BEGIN Data extract
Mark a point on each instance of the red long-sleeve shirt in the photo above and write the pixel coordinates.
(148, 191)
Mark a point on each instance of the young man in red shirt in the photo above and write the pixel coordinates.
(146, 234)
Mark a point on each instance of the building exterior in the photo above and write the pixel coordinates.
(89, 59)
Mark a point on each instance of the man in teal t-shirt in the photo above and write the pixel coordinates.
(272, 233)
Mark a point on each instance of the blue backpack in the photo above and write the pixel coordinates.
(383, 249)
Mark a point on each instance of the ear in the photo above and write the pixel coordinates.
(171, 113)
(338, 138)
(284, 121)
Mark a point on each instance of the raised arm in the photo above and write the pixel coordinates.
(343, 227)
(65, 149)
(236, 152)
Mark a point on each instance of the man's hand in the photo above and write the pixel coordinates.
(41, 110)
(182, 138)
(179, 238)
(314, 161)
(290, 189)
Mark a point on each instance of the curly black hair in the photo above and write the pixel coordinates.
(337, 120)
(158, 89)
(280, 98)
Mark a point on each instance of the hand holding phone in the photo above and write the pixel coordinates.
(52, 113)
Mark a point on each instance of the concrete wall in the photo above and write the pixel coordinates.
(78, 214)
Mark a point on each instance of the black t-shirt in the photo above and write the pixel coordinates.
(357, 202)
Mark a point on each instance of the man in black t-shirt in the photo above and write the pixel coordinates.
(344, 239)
END Data extract
[Exercise prompt]:
Give back the complete data exactly as supplied.

[Problem solution]:
Mark a point on each instance of the red long-sleeve shirt in the photo above and write the pixel coordinates.
(148, 191)
Mark a point on each instance of the young man in red shirt in the photo above and write the pixel coordinates.
(146, 234)
Mark a point on each instance of the building exterior in the photo above and write the pixel coordinates.
(89, 59)
Mark a point on each instance of the man in teal t-shirt in the photo above and write the pixel coordinates.
(272, 233)
Mark a point on each instance of the blue backpack in the photo above and write the pixel coordinates.
(383, 249)
Mark a point on each instance of the ear in the photo above and write the pixel coordinates.
(171, 113)
(338, 138)
(284, 121)
Mark a point on each instance of the raised arm in the photo above and write the pixel coordinates.
(343, 227)
(65, 149)
(236, 152)
Mark a point on each instance of the man's hand in the photo above and write the pixel coordinates.
(41, 110)
(182, 138)
(179, 238)
(314, 161)
(290, 189)
Mark a point on each instance of the curly black hair in the photo above and write the pixel coordinates.
(337, 120)
(158, 89)
(280, 98)
Mark a point on each instance of the hand holding phone in the photo above and write the pixel coordinates.
(52, 113)
Mark a point on each instance of the concrete wall in the photo above and write the pixel coordinates.
(78, 214)
Mark a point on each instance of the black t-shirt in the photo above and write the pixel coordinates.
(357, 202)
Mark a point on each instance of the man in black t-shirt in the photo above and write the pixel coordinates.
(344, 239)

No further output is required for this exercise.